• **PROBLEM DESCRIPTION**: Identify every line of the data below that contains the string "plant", and copy each such line in full.

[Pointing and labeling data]

____________________

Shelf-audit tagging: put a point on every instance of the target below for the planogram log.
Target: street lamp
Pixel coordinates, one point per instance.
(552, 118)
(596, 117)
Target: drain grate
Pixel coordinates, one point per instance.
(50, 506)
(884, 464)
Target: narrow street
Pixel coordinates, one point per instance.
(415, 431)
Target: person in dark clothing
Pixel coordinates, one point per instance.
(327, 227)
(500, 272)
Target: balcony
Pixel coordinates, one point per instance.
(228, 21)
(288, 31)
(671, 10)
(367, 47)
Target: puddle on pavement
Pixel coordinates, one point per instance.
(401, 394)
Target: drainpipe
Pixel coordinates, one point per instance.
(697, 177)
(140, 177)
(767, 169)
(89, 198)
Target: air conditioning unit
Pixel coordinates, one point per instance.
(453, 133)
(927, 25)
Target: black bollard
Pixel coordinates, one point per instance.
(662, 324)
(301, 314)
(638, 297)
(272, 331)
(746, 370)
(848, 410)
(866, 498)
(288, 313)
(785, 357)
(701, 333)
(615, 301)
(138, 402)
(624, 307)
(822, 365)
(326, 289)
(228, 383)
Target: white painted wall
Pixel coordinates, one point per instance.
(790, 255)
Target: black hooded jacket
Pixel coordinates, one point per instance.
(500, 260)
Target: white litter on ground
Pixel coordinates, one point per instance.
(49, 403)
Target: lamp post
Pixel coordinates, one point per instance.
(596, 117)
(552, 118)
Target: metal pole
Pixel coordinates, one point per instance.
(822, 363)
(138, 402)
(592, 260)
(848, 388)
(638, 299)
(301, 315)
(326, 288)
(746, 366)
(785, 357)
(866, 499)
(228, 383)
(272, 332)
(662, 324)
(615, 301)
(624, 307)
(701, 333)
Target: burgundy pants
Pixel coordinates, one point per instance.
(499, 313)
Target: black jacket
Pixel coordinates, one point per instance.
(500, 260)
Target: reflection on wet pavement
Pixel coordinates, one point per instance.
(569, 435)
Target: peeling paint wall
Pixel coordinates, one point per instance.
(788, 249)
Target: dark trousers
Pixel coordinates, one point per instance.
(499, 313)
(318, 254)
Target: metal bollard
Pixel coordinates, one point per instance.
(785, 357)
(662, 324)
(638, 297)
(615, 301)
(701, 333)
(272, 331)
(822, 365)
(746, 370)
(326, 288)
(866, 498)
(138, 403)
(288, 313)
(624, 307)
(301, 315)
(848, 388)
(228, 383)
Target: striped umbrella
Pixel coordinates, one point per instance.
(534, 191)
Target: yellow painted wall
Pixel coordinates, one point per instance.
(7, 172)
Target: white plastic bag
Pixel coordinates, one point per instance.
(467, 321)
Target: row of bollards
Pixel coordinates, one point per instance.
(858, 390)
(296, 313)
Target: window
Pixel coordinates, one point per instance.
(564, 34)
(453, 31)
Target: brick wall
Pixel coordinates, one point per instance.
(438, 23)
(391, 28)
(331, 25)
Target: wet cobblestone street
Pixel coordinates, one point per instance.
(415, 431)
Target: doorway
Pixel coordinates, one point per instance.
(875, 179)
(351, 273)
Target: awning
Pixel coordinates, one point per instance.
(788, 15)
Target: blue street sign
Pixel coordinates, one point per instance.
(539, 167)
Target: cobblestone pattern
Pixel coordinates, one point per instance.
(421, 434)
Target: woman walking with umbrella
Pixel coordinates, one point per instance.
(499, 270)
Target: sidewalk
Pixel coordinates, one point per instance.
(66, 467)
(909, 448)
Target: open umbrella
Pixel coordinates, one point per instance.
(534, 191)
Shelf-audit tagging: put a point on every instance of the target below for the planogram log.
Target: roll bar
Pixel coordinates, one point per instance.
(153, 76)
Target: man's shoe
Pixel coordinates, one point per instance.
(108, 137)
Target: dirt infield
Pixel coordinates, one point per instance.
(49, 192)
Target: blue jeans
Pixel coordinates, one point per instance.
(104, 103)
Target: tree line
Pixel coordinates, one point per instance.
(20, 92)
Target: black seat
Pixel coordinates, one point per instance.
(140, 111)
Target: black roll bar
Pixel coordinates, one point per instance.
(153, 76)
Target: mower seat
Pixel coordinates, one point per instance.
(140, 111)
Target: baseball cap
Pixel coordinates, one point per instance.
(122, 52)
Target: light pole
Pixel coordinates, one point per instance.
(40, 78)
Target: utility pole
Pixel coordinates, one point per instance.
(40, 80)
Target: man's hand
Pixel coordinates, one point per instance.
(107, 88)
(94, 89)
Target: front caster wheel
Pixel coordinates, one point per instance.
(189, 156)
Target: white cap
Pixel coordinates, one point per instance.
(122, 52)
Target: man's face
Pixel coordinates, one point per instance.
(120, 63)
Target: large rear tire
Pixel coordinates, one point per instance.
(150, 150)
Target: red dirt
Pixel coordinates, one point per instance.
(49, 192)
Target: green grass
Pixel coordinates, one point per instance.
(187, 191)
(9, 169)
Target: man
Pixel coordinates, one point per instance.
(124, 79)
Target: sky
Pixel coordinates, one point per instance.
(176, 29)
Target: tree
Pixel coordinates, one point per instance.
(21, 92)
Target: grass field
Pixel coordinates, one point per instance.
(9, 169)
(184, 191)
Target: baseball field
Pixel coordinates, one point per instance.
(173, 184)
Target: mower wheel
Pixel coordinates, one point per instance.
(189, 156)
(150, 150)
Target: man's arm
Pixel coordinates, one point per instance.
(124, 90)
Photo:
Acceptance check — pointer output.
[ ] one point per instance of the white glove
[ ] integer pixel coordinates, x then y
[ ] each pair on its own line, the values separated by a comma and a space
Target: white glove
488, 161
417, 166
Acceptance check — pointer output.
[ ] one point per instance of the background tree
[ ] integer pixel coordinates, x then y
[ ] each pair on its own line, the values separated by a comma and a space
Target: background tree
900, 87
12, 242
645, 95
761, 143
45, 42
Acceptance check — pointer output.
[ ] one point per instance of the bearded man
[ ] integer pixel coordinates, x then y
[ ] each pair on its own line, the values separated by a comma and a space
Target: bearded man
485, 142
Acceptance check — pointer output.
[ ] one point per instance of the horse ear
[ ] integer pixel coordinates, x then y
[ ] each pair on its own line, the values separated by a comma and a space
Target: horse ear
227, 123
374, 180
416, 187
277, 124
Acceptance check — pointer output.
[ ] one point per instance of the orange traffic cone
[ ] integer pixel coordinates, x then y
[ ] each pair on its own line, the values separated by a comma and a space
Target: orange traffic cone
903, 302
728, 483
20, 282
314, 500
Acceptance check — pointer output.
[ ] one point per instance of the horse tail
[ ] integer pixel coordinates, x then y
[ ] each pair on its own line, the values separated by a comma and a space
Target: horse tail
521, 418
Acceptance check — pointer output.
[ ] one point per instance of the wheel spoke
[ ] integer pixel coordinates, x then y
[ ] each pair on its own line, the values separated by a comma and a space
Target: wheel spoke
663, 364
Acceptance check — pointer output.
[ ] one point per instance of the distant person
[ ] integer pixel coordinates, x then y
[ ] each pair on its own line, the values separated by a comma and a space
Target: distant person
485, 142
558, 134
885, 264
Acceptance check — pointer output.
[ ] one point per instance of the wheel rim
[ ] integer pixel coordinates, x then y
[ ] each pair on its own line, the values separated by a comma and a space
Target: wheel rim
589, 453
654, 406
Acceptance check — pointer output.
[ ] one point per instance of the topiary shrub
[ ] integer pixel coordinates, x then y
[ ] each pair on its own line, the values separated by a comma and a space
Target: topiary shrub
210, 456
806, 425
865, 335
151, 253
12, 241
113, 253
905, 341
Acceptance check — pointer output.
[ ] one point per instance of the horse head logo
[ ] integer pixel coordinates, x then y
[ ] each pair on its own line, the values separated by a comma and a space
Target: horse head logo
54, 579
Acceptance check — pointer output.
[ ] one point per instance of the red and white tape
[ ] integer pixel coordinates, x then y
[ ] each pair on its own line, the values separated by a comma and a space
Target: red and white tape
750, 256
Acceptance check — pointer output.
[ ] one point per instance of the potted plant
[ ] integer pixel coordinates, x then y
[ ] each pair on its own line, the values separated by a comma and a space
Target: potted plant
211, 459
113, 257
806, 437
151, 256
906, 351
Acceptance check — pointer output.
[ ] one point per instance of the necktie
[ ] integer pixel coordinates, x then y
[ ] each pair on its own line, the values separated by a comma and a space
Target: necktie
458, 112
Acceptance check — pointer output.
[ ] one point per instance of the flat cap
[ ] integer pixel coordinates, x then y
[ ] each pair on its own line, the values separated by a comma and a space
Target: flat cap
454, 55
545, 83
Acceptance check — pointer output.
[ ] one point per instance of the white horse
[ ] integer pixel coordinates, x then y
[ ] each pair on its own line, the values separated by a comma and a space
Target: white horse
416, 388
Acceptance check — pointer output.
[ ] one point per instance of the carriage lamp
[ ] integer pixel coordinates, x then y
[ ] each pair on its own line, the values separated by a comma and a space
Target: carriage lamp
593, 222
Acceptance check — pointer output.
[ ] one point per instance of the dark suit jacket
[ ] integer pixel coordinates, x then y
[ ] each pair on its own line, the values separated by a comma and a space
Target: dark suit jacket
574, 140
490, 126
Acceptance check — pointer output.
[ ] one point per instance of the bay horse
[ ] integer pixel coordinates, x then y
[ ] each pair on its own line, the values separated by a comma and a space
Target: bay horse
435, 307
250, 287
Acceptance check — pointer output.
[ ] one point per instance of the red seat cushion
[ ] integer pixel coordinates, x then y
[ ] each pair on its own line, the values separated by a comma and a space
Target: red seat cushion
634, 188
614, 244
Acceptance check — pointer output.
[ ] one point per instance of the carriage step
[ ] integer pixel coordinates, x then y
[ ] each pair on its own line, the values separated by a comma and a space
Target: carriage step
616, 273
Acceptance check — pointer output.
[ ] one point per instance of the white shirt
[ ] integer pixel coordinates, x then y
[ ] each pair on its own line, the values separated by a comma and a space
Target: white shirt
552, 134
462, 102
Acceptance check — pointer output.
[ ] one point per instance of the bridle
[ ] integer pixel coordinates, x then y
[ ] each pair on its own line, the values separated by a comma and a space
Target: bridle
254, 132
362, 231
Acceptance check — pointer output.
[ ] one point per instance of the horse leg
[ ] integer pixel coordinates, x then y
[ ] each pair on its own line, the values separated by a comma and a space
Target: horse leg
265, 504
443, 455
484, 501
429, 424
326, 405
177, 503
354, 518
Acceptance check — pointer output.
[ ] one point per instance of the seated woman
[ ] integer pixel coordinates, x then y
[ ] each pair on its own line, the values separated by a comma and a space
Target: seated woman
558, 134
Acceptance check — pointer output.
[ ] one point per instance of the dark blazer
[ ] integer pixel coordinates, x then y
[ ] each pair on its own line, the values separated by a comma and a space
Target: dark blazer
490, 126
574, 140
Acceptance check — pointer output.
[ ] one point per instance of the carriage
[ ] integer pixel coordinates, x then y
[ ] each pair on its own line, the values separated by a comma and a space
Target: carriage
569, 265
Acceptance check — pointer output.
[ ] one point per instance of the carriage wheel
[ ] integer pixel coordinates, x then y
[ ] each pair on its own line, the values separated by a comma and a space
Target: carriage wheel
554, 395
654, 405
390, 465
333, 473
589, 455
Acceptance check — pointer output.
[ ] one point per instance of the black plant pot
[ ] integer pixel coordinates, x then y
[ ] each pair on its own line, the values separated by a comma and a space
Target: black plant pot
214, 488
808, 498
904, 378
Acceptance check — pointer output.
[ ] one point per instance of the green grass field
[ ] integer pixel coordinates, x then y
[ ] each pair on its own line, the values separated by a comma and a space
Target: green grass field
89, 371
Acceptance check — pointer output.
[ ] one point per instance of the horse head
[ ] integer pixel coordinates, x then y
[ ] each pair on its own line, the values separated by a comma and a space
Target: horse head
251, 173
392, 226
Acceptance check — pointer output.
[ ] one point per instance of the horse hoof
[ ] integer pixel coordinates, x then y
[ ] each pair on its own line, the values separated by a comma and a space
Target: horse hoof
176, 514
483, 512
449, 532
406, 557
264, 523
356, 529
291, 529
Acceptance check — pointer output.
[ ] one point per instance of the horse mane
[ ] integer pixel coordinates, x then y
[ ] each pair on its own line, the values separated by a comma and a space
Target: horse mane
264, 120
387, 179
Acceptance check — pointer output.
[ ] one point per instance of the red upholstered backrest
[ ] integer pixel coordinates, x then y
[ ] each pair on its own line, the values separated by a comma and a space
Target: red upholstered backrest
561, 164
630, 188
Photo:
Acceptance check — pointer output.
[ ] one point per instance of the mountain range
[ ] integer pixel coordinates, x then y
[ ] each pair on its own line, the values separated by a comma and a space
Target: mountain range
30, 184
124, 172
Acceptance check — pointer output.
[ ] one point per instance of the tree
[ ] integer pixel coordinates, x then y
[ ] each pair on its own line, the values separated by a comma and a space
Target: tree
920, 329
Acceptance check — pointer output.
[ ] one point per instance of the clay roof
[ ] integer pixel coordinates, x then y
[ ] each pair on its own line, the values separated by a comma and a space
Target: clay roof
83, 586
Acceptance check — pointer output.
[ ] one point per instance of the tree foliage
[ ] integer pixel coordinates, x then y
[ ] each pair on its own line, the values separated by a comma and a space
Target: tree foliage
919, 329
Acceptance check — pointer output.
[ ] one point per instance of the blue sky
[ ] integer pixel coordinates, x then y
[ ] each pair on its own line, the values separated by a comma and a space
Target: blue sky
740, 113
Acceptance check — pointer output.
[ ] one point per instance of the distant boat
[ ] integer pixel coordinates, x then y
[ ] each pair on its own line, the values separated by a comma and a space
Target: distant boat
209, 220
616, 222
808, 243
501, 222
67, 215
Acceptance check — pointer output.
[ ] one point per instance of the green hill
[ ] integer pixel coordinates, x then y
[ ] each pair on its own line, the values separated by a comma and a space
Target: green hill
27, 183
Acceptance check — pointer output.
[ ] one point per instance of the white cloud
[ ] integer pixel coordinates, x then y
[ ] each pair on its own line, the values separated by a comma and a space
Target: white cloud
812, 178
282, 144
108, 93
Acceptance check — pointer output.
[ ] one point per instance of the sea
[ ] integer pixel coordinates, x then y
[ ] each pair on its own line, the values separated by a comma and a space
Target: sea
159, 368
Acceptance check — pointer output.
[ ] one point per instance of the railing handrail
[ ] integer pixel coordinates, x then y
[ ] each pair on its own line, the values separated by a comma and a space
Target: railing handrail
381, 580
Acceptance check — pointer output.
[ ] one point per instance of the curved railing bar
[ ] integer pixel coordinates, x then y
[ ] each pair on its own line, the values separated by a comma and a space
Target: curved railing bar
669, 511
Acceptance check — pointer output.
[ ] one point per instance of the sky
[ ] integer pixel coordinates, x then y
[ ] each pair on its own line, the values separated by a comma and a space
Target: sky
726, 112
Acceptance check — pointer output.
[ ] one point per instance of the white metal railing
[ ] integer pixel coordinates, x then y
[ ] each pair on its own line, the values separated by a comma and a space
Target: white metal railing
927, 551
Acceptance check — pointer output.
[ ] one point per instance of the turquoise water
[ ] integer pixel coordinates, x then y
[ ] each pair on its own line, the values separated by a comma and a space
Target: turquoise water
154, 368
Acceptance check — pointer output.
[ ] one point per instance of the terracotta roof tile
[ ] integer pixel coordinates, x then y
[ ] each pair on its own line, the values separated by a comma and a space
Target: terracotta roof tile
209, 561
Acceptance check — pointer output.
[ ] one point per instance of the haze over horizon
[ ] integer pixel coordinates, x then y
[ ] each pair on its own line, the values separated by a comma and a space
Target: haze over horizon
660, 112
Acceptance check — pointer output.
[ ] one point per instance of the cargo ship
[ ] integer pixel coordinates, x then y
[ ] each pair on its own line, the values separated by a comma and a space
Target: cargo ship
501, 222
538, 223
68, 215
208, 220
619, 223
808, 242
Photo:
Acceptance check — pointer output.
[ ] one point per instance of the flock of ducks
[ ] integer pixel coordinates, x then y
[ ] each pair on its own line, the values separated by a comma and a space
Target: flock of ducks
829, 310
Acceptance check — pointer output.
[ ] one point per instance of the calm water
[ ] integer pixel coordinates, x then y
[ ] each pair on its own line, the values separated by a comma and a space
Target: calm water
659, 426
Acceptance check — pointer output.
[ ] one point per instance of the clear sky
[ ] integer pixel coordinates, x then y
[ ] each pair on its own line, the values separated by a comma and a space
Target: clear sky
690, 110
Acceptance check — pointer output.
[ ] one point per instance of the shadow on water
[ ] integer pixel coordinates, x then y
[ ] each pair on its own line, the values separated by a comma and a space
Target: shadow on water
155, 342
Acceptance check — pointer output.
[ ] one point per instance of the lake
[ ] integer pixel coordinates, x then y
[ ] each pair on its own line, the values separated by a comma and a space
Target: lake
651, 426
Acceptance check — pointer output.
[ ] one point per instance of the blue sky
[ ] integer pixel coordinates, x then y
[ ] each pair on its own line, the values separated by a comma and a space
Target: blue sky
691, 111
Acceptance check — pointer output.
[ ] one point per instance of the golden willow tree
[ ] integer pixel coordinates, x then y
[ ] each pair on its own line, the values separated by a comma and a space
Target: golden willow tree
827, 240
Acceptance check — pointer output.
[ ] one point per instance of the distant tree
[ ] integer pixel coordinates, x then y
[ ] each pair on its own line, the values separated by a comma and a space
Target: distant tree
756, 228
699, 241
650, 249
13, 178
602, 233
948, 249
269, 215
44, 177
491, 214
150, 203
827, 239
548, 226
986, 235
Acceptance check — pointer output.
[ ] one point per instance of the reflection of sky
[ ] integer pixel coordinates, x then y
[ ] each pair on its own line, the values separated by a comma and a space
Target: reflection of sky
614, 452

____________________

• **RESULT BELOW**:
[ ] one point per instance of the potted plant
Target: potted plant
[ ] one point per instance of the black plant pot
Target: black plant pot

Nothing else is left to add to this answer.